DOCUMENT EXCERPT »
⟨
The Palo Alto Chicane

The existing 1940s station, along with the underpass for the town's main street, University Avenue, were built alongside the tracks that previously existed there, presumably to allow uninterrupted service during construction. As a result, the entire station is offset laterally to the west of the straight alignment of the peninsula tracks; the northbound track is offset by 60 feet, and the southbound track by 85 feet (shown in the photo at right by ibison4). While this arrangement is fine for the speeds practiced today, it will look like a chicane to an approaching high speed train. At speeds of 125 to 150 mph (200 to 240 km/h), curves must have radii of at least 1 to 1.5 miles (1800 to 2300 m), with adequate spiral easements entering and leaving each curve. While there is enough room to run such curves through the present footprint of the Palo Alto station (see map below for approximate property limits), it will require a total reconfiguration of the tracks through the station.

At 150 mph, the maximum lateral track offset comfortably achievable within a run of 1500 ft (about the room available on each end of the existing station) is about 20 ft. At 125 mph, it is about 30 ft. Both of these values are much lower than the present lateral offset of 85 ft (on the southbound track), which would require a train to slow to about 85 mph (135 km/h). It may seem easy to slow down a bit through Palo Alto, but it would cost about a minute (over half a percent) on the overall SF - LA run times. If every trouble spot from San Francisco to Los Angeles cost a minute, HSR would never be possible; therefore, just like San Bruno's sharp curve, today's Palo Alto station alignment should be considered a serious obstacle to HSR on the peninsula.

To reconfigure the station for higher speeds, it is possible to (a) straighten the station by shifting the tracks closer to their ancestral straight-through alignment, as depicted in an effortless hand sketch in the CHSRA's "station fact sheet", or (b) make the tracks bow out westward on a smooth and continuous curve, which requires building gently curved platforms. Due to the overall width required for four tracks and two platforms, parking will need to be moved elsewhere from the east side of the station, and the Alma St. overpass that runs parallel to the tracks will need to be completely reconfigured. (This overpass, as it exists today, is built on railroad land.) The existing northbound platform would have to be demolished; however, the money recently spent to rebuild it is but a drop in the HSR bucket.

With the track alignment issue taken into consideration, there are basically two scenarios for the Palo Alto station area, where railroad land is abundant (see ROW map).
⟩
INFORMATION PROVIDED »
⟨
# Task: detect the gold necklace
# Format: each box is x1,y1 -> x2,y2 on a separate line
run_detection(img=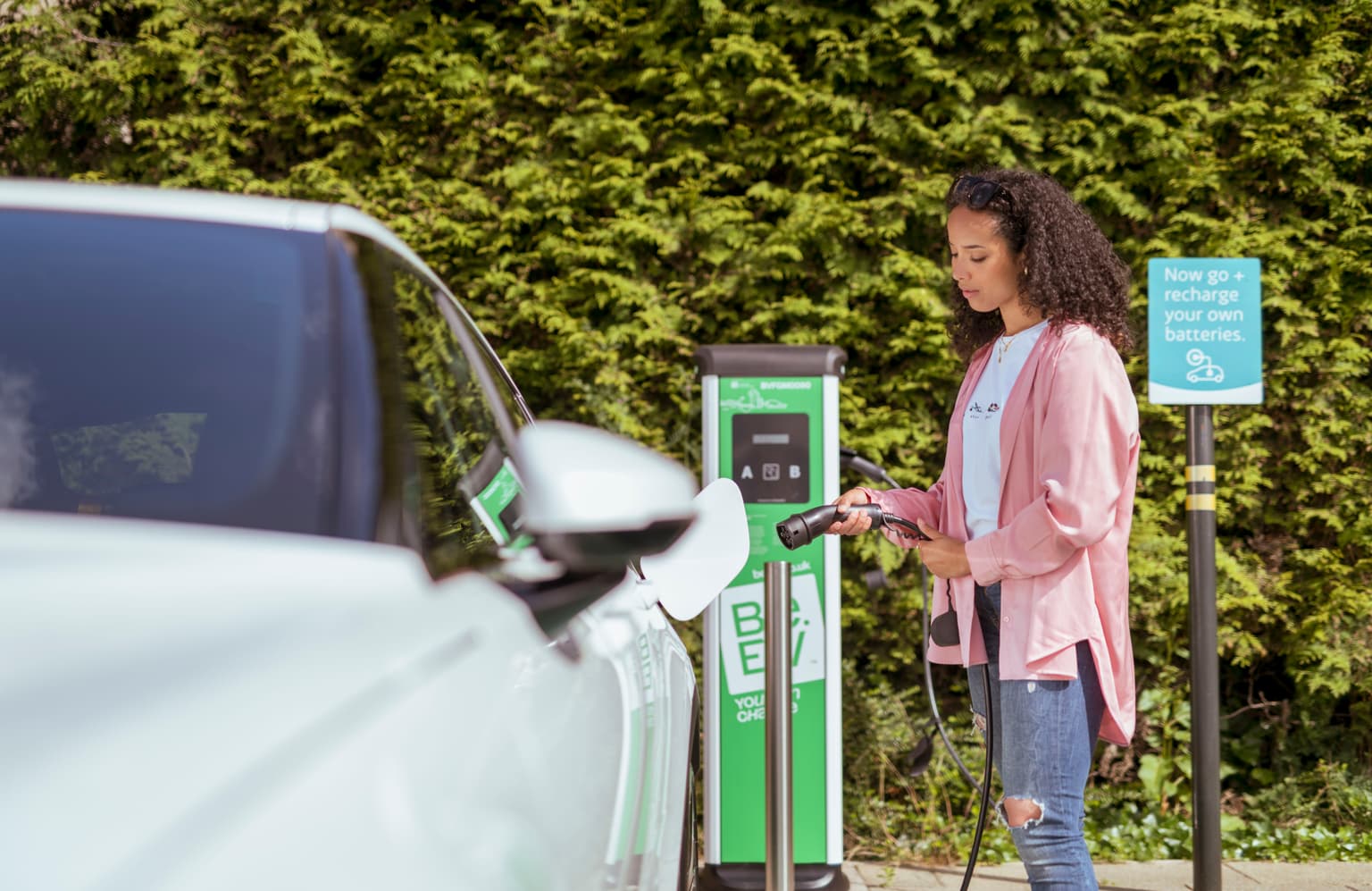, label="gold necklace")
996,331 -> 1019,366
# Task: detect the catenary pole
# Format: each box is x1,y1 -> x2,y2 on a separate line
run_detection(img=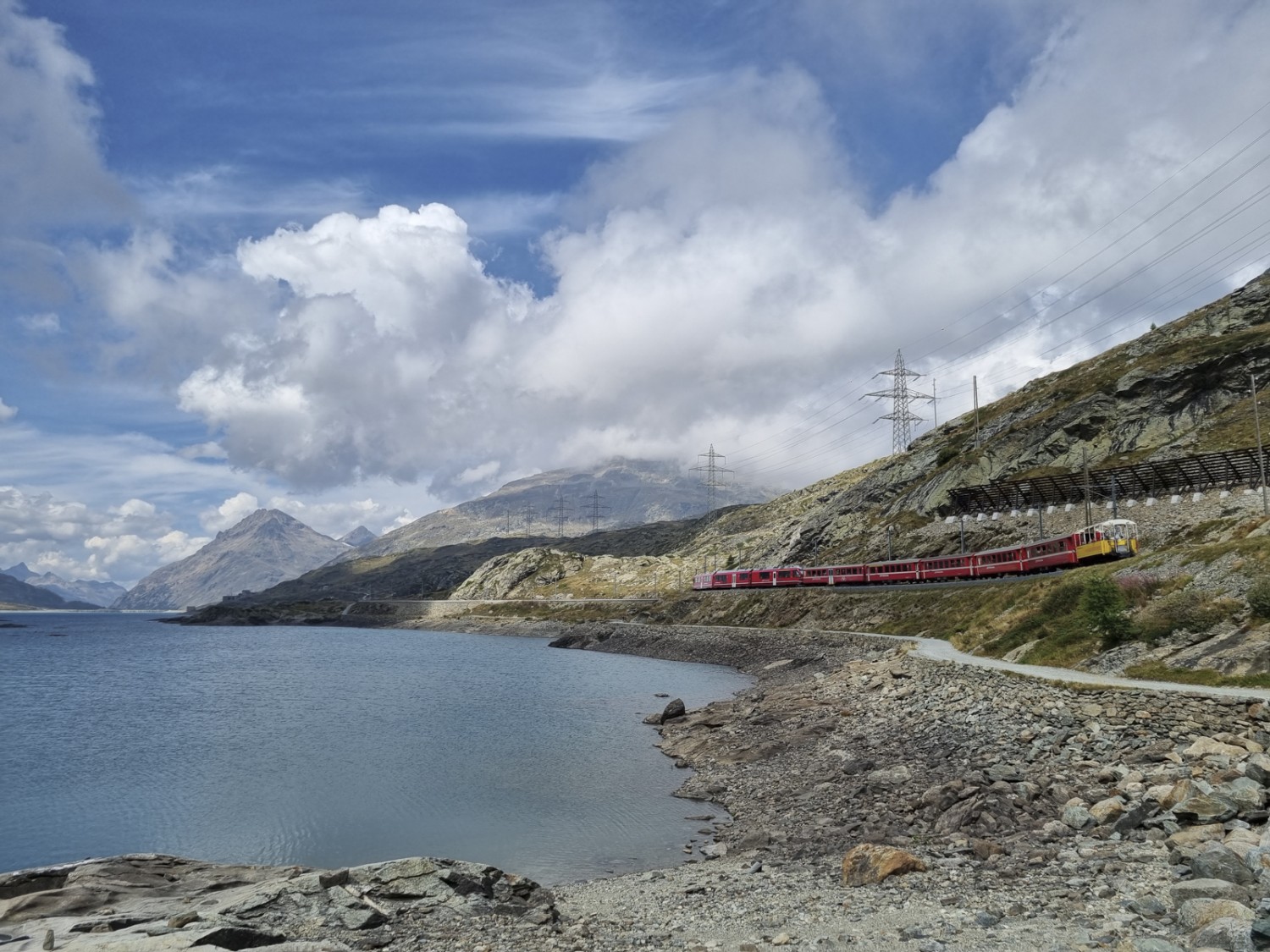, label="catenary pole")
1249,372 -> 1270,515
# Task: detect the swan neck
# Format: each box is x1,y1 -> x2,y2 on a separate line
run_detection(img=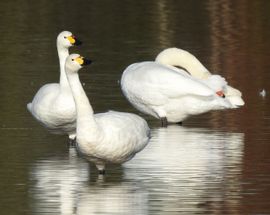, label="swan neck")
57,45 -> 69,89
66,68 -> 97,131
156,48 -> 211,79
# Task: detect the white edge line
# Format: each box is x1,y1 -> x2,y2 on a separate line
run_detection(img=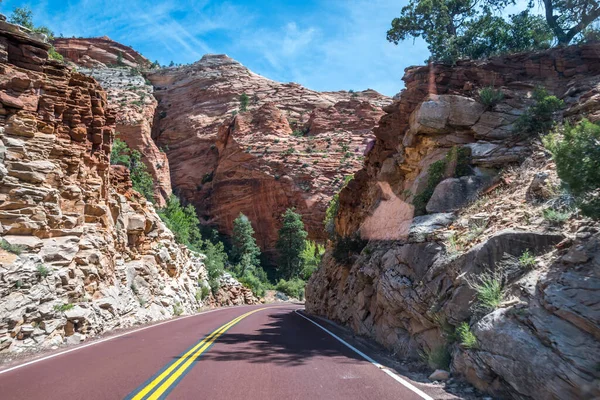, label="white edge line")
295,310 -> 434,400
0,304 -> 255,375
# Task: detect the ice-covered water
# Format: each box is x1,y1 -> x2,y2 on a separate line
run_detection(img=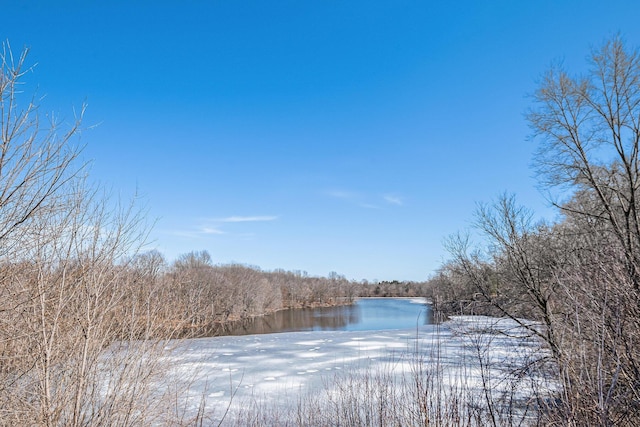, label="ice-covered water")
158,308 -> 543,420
⟩
EXERCISE 1 » Translate this sentence from the excerpt on the Palo Alto station into Spanish: "While this arrangement is fine for the speeds practiced today, it will look like a chicane to an approaching high speed train."
EXERCISE 2 » Continue the excerpt on the Palo Alto station, starting after its last sentence.
The data were drawn from a source separate from the excerpt on the Palo Alto station.

RESPONSE 1 » Si bien esta disposición es adecuada para las velocidades que se practican hoy en día, a un tren de alta velocidad que se aproxime le parecerá una chicana.

RESPONSE 2 »
HSR Station Scenario

If Palo Alto chooses to become the mid-peninsula stop for high speed rail, the impact to the station area will obviously be greater. However, an expanded station would also create opportunities for more frequent and efficient Caltrain service, in addition to long-distance HSR service. It would become possible to operate timed, cross-platform connections between Caltrain local and express trains.

The CHSRA shows in its station fact sheet that Palo Alto would be rebuilt with two island platforms located between the inner and outer pair of tracks, a configuration that is favorable to cross-platform transfers. One is left to wonder why this configuration was not chosen for Millbrae as well. The basic cross-sectional dimensions from this station fact sheet are reproduced in the map below, with curved tracks bowing out such that the curve apex coincides with today's southbound track. The two island platforms are curved as well, but their radius of 3.5 miles (yes, miles!) might as well be straight for purposes of platform boarding and alighting. A more accurate version of this map is also available by downloading the original KML file into Google Earth. Note that if the existing depot building were demolished or moved, it would in principle be possible to shift the curve apex a further 15 meters (50 feet) west of the existing southbound track, possibly relieving some of the design constraints on the Alma / University road overpass.


View Larger Map

The station would require a new parking garage, with easy access from El Camino Real. The nearby El Camino Park would not be affected.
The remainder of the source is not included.